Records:
# # # # #
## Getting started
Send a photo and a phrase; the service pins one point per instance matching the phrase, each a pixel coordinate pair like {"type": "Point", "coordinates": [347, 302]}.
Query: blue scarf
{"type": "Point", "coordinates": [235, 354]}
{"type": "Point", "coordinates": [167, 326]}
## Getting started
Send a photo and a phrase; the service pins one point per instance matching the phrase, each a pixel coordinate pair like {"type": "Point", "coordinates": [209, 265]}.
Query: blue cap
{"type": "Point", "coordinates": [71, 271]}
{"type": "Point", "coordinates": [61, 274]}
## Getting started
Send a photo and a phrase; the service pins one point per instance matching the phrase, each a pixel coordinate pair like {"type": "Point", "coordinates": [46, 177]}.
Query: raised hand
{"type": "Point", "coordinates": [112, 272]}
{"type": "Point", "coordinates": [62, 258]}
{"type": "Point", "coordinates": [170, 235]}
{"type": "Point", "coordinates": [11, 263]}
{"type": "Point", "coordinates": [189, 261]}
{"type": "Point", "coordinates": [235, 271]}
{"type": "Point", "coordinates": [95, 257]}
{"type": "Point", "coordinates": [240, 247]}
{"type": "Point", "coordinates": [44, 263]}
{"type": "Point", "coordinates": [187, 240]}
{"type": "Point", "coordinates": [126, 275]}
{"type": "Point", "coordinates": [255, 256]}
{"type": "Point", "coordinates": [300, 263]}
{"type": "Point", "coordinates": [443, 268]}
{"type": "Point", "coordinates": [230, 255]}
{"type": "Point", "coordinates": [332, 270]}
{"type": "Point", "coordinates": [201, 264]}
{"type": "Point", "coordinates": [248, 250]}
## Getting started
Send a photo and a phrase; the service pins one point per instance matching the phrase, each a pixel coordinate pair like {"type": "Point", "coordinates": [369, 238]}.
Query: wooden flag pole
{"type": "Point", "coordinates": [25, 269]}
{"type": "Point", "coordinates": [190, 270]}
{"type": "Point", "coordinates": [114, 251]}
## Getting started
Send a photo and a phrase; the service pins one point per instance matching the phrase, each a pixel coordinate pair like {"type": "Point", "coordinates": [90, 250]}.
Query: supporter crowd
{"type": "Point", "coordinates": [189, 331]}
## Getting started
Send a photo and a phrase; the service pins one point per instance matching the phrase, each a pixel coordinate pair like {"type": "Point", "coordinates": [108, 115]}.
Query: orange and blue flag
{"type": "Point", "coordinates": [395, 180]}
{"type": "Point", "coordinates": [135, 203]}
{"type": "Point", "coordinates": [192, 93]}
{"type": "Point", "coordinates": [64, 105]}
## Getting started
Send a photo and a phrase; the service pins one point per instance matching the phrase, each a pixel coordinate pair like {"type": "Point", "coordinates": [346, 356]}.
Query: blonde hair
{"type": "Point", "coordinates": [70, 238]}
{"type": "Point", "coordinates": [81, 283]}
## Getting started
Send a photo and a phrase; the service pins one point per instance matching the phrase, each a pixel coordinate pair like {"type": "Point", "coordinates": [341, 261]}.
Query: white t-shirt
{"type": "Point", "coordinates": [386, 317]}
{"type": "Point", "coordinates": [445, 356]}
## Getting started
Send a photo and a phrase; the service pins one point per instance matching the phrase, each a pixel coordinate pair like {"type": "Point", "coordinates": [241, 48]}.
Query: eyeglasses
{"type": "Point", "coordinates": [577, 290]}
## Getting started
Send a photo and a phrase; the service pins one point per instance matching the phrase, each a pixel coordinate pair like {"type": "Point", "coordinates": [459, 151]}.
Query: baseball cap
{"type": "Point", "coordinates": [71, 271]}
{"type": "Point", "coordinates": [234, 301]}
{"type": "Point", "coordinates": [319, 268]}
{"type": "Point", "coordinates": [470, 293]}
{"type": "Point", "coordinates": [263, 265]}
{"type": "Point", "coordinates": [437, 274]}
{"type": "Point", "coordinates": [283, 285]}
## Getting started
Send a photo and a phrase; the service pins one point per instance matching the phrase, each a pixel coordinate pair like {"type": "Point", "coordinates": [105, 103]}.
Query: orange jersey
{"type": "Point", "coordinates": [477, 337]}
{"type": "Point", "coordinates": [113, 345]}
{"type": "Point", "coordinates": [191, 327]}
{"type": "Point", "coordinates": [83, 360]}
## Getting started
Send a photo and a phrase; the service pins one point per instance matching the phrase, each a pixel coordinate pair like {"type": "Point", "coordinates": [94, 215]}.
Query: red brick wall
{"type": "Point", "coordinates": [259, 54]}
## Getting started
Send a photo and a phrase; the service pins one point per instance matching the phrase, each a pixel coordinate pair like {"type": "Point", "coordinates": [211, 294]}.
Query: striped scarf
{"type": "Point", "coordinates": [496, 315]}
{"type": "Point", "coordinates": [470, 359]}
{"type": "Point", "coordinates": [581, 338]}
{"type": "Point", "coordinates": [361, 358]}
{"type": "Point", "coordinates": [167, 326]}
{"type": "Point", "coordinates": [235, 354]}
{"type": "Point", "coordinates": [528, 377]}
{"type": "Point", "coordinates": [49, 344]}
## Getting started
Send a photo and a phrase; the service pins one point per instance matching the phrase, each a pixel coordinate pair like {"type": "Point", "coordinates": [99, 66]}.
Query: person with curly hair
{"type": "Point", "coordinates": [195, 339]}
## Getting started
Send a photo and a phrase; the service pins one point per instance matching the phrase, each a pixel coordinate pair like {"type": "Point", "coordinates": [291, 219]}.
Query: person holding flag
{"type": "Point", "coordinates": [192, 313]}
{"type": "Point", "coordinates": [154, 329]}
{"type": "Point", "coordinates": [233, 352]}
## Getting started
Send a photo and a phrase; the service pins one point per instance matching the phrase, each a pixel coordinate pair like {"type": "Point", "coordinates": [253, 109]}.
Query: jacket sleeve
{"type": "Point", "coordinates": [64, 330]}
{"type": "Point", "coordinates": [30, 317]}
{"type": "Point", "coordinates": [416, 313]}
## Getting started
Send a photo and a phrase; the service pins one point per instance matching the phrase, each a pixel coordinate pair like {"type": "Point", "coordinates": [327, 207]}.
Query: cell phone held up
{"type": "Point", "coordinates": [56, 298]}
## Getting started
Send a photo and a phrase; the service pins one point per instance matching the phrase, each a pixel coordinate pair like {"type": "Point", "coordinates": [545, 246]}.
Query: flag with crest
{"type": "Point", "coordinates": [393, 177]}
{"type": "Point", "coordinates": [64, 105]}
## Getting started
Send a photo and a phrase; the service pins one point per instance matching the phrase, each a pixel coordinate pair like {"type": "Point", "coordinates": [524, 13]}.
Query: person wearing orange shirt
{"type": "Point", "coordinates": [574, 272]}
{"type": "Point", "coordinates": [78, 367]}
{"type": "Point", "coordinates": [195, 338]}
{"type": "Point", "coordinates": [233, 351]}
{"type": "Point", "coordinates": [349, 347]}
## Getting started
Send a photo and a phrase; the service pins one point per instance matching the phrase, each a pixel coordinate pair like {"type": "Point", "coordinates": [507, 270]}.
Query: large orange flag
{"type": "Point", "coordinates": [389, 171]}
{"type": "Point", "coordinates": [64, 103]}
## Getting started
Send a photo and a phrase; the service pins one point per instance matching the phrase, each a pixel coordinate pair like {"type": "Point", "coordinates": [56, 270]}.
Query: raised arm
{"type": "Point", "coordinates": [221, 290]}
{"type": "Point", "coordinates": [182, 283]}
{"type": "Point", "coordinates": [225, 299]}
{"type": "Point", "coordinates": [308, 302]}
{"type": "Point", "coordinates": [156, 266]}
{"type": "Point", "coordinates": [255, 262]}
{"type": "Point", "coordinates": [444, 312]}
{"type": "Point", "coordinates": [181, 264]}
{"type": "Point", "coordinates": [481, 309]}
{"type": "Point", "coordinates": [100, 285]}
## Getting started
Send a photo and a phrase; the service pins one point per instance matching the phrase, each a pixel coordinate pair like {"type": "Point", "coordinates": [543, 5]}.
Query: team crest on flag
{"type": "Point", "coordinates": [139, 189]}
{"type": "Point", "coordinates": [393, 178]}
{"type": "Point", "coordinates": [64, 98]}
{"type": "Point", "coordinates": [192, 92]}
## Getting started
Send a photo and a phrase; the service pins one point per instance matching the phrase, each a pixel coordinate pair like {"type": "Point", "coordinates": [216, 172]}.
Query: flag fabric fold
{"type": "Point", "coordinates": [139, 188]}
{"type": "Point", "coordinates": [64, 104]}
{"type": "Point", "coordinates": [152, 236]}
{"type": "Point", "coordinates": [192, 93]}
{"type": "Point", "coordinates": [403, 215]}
# # # # #
Count the lines in the records above that contain the word "with", matching case exactly, and give only that number.

TASK SOLUTION:
2